▶ [Document excerpt]:
For some non-Catholics, even two (allegedly) infallible declarations are good enough reason to dislike Catholicism. From their perspective, Popes are mere pretenders to the throne of truth. So these critics don’t believe in any kind of Papal infallibility, whatsoever. And the fact that only two dogmas are deemed infallible makes no difference. These people simply want none of it.
Christianity as a Stereotype
Another theological reason people dislike Catholicism is based on a misunderstanding and, arguably, unclear thinking.
Many use “Christianity” as a blanket term for all types of Churches, organizations and individuals calling themselves Christian. If I say “I’m a Catholic,” sometimes it’s like waving a red flag in front of people who dislike Evangelicals, Fundamentalists and Televangelists, and who don’t know the difference among different types of Christians. It’s just one big amorphous dislike for all things Christian.
However, differences among Christian denominations (and even among individual believers within each denomination) are significant. In Ireland, for instance, Protestant and Catholic youth gangs engage in violent clashes. And as CNN’s Anderson Cooper has pointed out, some Christians align themselves with the Green movement while others are out to make greenbacks.
Falling Short of the Ideal
People also dislike Catholicism because clergy and churchgoers inevitably fall short of the Christian ideal. Some Catholics criticize and even denounce one another. Mean-minded gossip and talking behind another’s back is not unheard of in Catholicism, even though Jesus teaches us to love one another. As in most spheres of humanity, pettiness and hypocrisy are alive and unwell in Catholicism. Not surprisingly, this can be a huge turn off for non-Catholics.
Private and Public
With a little probing sometimes it becomes clear that a given Catholic’s private beliefs differ from his or her apparent beliefs as publicly expressed at the Mass. After all, human beings are social animals who normally don’t want to rock the boat. But arguably just as important, most Catholics believe in the necessity of liturgical structure. Structure affords unity and continuity amidst inevitable points of disagreement. So Catholics concealing their own private beliefs are not necessarily being hypocritical at the Mass. They might be respecting the need for structure while perhaps secretly believing in (and doing) their own thing—e.g. engaging in homosexual, premarital or extramarital sex, or practicing birth control.
On the need for structure, learned Catholics point out that the very first Christian disciples disagreed on certain issues (Acts 15: 1-21; Galatians 2: 11-14; 1 Corinthians 3: 1-23). So there’s a need, they believe, to clearly outline a set of teachings to carry the Catholic ship of salvation through all storms of disagreement which likely will arise in centuries to come.
Judging a Book by its Cover
Another reason people dislike Catholicism has to do with their perception of being spiritually “alive.” Some non-Catholics say the Catholic Mass looks and feels dead or depressing. To them, Catholic parishioners behave like robots or maybe zombies; they’re victims of a Roman cult, just going through the motions, not really thinking nor believing in what they profess during the Mass.
With few outward signs of ecstatic joy or other grandiose emotional displays, critics wrongly assume that Catholics are spiritually dry and unhappy. These critics have no appreciation for the Catholic possibility of experiencing a high and delicate form of interior sweetness, healing and joy.

▶ [Source excerpt]:

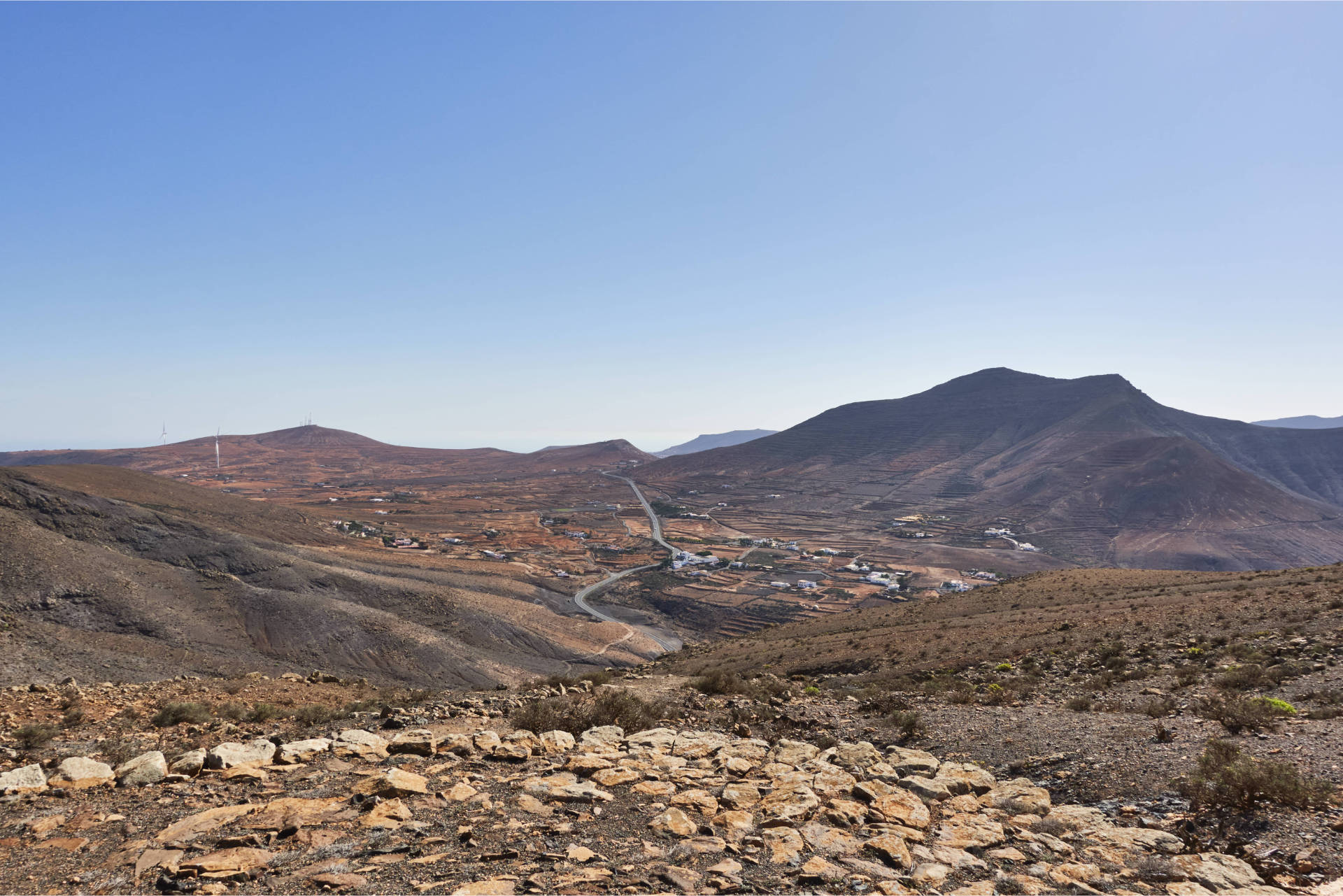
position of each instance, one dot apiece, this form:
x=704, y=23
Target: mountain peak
x=313, y=436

▶ [Exercise tasks]:
1 – Retype the part of the text on Catholicism between "Falling Short of" and "off for non-Catholics.", inclusive.
2 – Answer these questions from the text on Catholicism:
(a) In which country does the text say Protestant and Catholic youth gangs engage in violent clashes?
(b) Which journalist does the text cite on some Christians aligning with the Green movement?
(c) What does the text say liturgical structure affords?
3 – Summarize the text on Catholicism in three sentences.
Rely only on the text on Catholicism to respond.

▶ [Answers to each task]:
1 –
Falling Short of the Ideal
People also dislike Catholicism because clergy and churchgoers inevitably fall short of the Christian ideal. Some Catholics criticize and even denounce one another. Mean-minded gossip and talking behind another’s back is not unheard of in Catholicism, even though Jesus teaches us to love one another. As in most spheres of humanity, pettiness and hypocrisy are alive and unwell in Catholicism. Not surprisingly, this can be a huge turn off for non-Catholics.

2 –
(a) Ireland
(b) CNN's Anderson Cooper
(c) Unity and continuity amidst inevitable points of disagreement

3 – People dislike Catholicism because they reject any kind of papal infallibility, because they lump all Christians together, and because clergy and churchgoers fall short of the Christian ideal. Some Catholics' private beliefs differ from what they express at Mass, but they may be respecting the need for liturgical structure, which affords unity and continuity amid disagreement. Some non-Catholics find the Mass dead or depressing, and critics wrongly assume that Catholics are spiritually dry and unhappy because they show few outward emotional displays.